BLOG DE BOLIVAR
Trinta anos atrás, quando foi fundado, o PT era uma aglomeração de grupos unidos pela mesma falta de uma idéia. Ou, para não ser tão cáustico, unidos por uma idéia do que não dava mais pé : a luta armada .
Unidos também pelo abandono do modelo soviético de partido comunista : um grupo clandestino de revolucionários profissionais ("poucos, mas bons", segundo Lenin).
O grande ativo inicial do novo partido era Lula, mas um outro ativo logo surgiu, não sei se de forma consciente ou por geração espontânea : um esquematismo ideológico maniqueísta e assaz messiânico.
Estarei eu dizendo que a ideologia petista se transformou num importante ativo justamente por ser esquemática, simplista, maniqueísta e messiânica ? Estou sim. Esse é um dos argumentos que pretendo desenvolver neste artigo.
O outro é que, provavelmente por ser tão raso de idéias, o petismo, ou grande parte dele, resvalou para práticas não muito enobrecedoras.
Simplismo, maniqueísmo : refiro-me aqui à visão do Brasil como um país dividido entre duas entidades imaginárias : "nós, o povo" contra "eles, a elite".
Com esse esquema na cabeça, os petistas reescreveram a história do Brasil e difundiram pelo país inteiro a sua versão. De Pedro Álvares Cabral até o dia em que eles se reuniram para fundar o partido, nada útil teria ocorrido no país.
Era uma rejeição indiscriminada do passado. Nossa história seria um registro uniforme e monótono : uma elite pérfida e gananciosa oprimindo o povo.
E quanto à esquerda, especificamente ? Para se firmar como "a" opção política da classe trabalhadora – escreveu em 2005 o historiador Marco Antônio Villa (2005): "[...] o PT foi construindo uma leitura muito particular da história do Brasil e das lutas operárias. Reinventou o passado, para que a fundação do partido fosse considerada o marco zero da luta de classes no Brasil. Apagaram da história, sem dó, sete décadas de lutas políticas e econômicas".

################

TAREFAS OBRIGATÓRIAS:
- a) Indique se cada afirmação abaixo concorda com o texto sobre o PT, respondendo sim ou não e citando as palavras do texto que decidem a questão: (i) o PT foi fundado trinta anos atrás; (ii) o grande ativo inicial do partido era a sua ideologia; (iii) Marco Antônio Villa escreveu em 2010 sobre a leitura da história feita pelo PT.
- b) De acordo com o texto sobre o PT, quais são as duas entidades imaginárias em que a visão petista dividia o Brasil?
- c) Retome o texto sobre o PT a partir da última frase apresentada e dê continuidade a ele.

MATERIAL EXTRAÍDO:
################

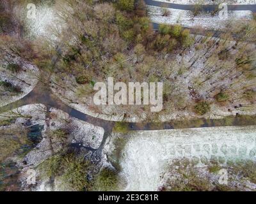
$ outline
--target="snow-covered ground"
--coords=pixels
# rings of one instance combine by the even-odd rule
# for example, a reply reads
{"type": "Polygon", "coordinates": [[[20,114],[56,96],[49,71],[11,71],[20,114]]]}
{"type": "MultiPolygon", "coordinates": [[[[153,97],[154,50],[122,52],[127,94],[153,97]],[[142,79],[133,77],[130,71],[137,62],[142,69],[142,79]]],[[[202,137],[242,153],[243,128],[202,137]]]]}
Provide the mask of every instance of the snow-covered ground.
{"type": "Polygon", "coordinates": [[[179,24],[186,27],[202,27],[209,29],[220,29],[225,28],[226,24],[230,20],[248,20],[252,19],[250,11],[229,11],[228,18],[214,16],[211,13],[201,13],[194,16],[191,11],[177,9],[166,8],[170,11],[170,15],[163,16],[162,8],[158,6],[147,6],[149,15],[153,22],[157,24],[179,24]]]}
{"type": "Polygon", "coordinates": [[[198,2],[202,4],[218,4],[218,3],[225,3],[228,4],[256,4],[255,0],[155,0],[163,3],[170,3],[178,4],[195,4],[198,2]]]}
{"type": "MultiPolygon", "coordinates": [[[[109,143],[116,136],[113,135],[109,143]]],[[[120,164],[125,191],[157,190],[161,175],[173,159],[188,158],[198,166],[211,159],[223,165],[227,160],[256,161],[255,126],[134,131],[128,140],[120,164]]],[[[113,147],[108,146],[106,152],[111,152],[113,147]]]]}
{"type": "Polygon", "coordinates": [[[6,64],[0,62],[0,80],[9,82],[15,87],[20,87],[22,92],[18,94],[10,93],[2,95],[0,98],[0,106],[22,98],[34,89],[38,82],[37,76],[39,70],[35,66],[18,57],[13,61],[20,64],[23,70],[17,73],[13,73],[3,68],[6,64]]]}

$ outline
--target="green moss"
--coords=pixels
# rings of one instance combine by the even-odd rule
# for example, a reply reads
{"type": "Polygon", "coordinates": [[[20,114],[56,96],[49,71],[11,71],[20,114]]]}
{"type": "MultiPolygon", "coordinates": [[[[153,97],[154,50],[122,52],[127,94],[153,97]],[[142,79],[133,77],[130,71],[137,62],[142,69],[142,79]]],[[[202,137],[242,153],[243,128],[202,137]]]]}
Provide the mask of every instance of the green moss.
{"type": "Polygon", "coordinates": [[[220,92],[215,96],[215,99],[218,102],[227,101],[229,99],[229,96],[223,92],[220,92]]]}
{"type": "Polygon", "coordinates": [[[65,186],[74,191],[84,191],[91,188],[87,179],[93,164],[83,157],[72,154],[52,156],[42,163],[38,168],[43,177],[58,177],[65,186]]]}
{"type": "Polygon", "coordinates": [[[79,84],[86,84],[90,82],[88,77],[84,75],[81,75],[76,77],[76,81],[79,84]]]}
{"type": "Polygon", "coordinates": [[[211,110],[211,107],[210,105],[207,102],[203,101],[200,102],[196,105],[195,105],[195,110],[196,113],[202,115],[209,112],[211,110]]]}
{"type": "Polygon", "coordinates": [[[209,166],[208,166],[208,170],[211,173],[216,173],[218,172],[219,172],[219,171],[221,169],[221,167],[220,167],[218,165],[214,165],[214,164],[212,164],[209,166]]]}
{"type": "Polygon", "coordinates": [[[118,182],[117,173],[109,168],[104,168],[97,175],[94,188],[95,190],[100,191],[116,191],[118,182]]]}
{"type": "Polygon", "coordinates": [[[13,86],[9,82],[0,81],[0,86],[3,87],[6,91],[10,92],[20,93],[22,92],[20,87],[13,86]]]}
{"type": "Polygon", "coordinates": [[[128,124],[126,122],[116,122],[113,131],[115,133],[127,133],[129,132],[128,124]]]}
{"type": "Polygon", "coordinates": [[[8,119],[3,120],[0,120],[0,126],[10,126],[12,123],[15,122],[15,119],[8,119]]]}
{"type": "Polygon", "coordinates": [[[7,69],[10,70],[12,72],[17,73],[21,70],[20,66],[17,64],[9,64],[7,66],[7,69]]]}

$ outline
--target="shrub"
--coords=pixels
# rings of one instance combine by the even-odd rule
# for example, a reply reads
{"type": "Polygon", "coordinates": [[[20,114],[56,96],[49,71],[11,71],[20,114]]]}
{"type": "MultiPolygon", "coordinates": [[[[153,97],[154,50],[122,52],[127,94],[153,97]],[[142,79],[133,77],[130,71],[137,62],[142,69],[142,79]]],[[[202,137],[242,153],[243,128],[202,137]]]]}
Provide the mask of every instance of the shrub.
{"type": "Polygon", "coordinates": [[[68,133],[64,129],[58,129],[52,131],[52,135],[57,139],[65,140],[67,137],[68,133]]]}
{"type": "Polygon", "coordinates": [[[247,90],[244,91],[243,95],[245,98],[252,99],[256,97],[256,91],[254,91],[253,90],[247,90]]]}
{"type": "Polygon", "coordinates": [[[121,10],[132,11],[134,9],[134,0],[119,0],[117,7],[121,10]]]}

################

RESULTADOS:
- a)
(i) Sim: "Trinta anos atrás, quando foi fundado, o PT era uma aglomeração de grupos".
(ii) Não: "O grande ativo inicial do novo partido era Lula".
(iii) Não: "escreveu em 2005 o historiador Marco Antônio Villa".

- b) "Nós, o povo" contra "eles, a elite".

- c)
Claro, o PT não se expandiu só porque tinha Lula ou só porque reinventou a história. Sua expansão deveu-se também ao ambiente econômico do começo dos anos 80 – a "herança maldita" do período militar ; ao surgimento do chamado "novo sindicalismo" e, mais adiante, ao movimento de opinião que resultou no impeachment de Fernando Collor e colocou a questão ética no âmago do debate político nacional.
Essa foi a época gloriosa em que os petistas se declaravam "contra tudo o que aí está". Eles pareciam adorar essa frase. Exclamavam-na com uma firmeza de dar inveja.
Sua convicção não devia provir do conteúdo, pela boa e simples razão de que ela não tinha e não tem conteúdo algum. O que eles sentiam – interpretação minha – era uma gostosa mescla de esquerdismo com udenismo – quero dizer, a crença de que estavam reformando a sociedade com uma pitada de arrogância moral ("self-righteousness", para lembrar uma ótima expressão inglesa).
Em termos eleitorais, o PT só veio a ganhar projeção nacional a partir de 1989, quando Lula foi ao segundo turno contra Collor. Curiosamente, ele foi beneficiado pelo colapso do socialismo na URSS e no Leste Europeu – cuja repercussão mundial foi obviamente enorme.
No Brasil, o anti-comunismo fora até então uma barreira bastante sólida contra o crescimento eleitoral da esquerda, em todos os seus matizes. Sem o comunismo, o anti-comunismo também perdeu importância. Diluiu-se. Minguou.
Como conseqüência, o arco "aceitável" de alianças se ampliou. Setores que antes não se bicavam passaram a colaborar; o clero, por exemplo, passou a ter uma corrente de esquerda muito mais ampla que aquela que se originara na conferência episcopal de Medellín (1976) e na chamada "teologia da libertação".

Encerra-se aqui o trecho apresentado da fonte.